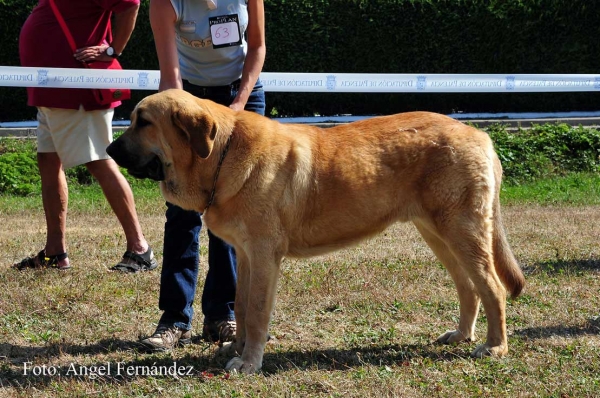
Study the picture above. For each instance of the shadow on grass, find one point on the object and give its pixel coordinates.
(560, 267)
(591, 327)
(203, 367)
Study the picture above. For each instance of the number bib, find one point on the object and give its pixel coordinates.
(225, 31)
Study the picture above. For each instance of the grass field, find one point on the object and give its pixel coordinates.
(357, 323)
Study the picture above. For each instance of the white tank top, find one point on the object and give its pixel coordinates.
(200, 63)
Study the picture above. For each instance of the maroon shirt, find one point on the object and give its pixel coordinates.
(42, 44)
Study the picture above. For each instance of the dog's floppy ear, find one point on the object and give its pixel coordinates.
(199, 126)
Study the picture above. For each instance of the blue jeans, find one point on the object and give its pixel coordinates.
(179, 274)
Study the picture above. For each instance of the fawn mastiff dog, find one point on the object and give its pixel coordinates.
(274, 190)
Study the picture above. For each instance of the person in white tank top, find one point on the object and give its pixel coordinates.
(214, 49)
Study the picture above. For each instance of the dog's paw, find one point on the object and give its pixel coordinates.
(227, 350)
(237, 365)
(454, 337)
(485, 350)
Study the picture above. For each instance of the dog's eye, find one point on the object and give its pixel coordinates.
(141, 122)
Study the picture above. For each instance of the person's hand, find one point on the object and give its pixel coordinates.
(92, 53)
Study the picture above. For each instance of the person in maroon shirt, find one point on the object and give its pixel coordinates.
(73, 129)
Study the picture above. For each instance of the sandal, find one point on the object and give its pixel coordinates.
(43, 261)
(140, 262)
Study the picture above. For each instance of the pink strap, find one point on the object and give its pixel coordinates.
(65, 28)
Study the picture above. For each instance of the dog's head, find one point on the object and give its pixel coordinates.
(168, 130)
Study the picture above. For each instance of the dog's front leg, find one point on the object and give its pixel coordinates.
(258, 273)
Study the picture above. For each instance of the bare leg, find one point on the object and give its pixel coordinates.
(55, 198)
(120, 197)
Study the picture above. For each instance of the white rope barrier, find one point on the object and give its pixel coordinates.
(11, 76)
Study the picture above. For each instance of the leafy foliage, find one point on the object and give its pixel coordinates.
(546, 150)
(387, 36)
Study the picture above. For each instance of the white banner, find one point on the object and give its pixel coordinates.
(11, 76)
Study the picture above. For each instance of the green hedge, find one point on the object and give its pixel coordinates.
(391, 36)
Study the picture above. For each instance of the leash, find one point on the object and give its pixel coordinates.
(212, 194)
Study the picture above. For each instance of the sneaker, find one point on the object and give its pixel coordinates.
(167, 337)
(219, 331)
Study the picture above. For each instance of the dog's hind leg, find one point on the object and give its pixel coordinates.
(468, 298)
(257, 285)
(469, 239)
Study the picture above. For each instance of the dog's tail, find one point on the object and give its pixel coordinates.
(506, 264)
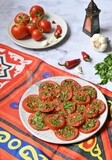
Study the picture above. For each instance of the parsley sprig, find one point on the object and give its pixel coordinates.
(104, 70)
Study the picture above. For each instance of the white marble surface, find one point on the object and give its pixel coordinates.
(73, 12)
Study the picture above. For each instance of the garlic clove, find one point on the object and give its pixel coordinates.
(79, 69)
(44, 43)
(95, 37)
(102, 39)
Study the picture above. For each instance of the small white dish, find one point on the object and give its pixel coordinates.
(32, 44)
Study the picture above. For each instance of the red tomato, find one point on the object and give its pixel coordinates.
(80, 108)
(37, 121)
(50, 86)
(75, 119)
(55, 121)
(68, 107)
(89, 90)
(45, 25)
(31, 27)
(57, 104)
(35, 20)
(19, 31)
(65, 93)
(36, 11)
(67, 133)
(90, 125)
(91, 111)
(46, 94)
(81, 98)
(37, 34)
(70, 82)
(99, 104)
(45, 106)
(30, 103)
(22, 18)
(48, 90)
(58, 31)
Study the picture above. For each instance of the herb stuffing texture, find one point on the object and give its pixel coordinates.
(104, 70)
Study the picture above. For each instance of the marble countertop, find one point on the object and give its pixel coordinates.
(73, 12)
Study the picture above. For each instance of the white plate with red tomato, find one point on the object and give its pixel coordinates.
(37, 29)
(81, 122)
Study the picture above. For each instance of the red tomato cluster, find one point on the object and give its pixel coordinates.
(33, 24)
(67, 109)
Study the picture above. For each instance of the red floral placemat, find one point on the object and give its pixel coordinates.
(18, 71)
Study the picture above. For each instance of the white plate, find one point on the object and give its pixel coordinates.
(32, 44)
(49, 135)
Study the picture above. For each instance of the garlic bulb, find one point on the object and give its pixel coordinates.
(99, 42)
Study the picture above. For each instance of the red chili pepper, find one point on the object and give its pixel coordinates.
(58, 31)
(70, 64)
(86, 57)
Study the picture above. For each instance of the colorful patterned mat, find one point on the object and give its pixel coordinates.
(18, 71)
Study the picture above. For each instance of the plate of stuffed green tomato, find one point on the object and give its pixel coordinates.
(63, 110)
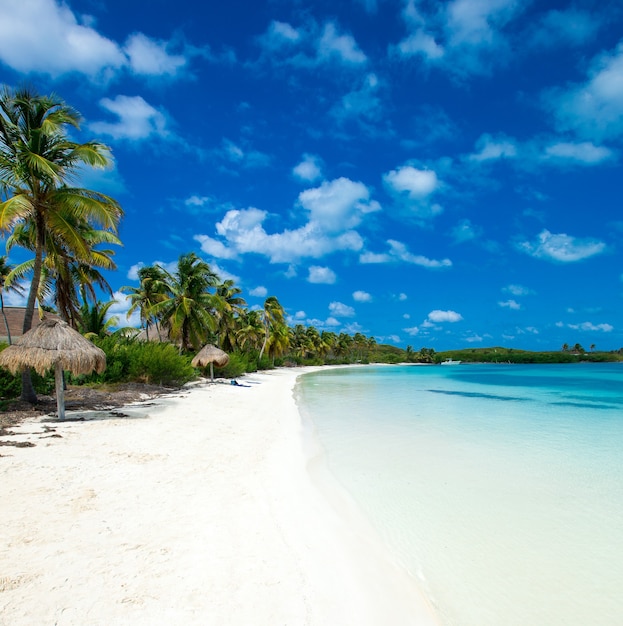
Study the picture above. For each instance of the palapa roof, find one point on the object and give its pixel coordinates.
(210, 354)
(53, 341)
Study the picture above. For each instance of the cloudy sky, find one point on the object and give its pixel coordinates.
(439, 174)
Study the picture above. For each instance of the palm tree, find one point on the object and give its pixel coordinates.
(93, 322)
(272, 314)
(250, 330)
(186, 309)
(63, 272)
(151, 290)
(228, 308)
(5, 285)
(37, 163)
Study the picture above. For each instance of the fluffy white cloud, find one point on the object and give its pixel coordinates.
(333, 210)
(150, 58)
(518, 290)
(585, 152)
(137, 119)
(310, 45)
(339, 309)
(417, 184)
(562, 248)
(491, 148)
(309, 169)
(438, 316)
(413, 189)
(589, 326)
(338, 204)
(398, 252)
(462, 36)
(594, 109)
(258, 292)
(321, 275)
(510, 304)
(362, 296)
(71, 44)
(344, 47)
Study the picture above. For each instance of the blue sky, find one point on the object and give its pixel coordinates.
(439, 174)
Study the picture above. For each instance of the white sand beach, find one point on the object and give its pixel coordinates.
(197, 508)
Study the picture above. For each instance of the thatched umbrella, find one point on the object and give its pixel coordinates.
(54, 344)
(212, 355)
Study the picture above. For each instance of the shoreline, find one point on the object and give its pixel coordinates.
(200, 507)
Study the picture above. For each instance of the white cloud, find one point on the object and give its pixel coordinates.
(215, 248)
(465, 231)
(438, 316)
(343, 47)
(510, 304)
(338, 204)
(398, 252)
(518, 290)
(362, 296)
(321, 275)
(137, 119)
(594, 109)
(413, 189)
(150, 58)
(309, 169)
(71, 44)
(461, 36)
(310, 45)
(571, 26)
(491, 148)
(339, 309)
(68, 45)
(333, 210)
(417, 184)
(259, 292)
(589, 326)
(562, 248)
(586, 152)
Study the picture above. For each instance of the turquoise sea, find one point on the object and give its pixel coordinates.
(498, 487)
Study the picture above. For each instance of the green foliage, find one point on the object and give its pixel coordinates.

What needs to be done> Quote only the lines from the one containing "Study the picture above. For each instance of the fluffy" through the final line of the records, with both ends included.

Result below>
Study the picture above. For each instance of the fluffy white cloud, find one point on the object and give its pixel coordinates.
(333, 210)
(150, 58)
(518, 290)
(585, 152)
(137, 119)
(310, 45)
(339, 309)
(417, 184)
(562, 248)
(491, 148)
(309, 169)
(438, 316)
(413, 189)
(589, 326)
(338, 204)
(398, 252)
(462, 36)
(594, 109)
(258, 292)
(321, 275)
(510, 304)
(362, 296)
(71, 44)
(344, 47)
Study the picture above. For each instance of the blue sky, find one point on the object and give its pixel coordinates.
(439, 174)
Study the picture above. For each instance of the white sand beach, find one point on the object and give its pixel coordinates.
(197, 508)
Study the picture above. For each instance of the thatched umbrella, find one point on the object and give its pixel coordinates.
(54, 344)
(212, 355)
Study the picture above. For each instance of the shoreline, find one point on the object and give its pixel coordinates.
(200, 507)
Study the picture above. For each instance of the white cloud, find one point on the object and give its pixel coordinates.
(215, 248)
(465, 231)
(438, 316)
(343, 47)
(510, 304)
(338, 204)
(398, 252)
(518, 290)
(362, 296)
(321, 275)
(137, 119)
(594, 109)
(413, 189)
(150, 58)
(309, 169)
(71, 44)
(461, 36)
(310, 45)
(571, 26)
(491, 148)
(339, 309)
(68, 45)
(333, 210)
(417, 184)
(259, 292)
(589, 326)
(562, 248)
(586, 152)
Study the picture above. For each instance of the turquoise sea, find one point on the object and give its pixel coordinates.
(498, 487)
Study the picture above. For each instance of the green foliage, find one point on the object and give its pixel coordinates.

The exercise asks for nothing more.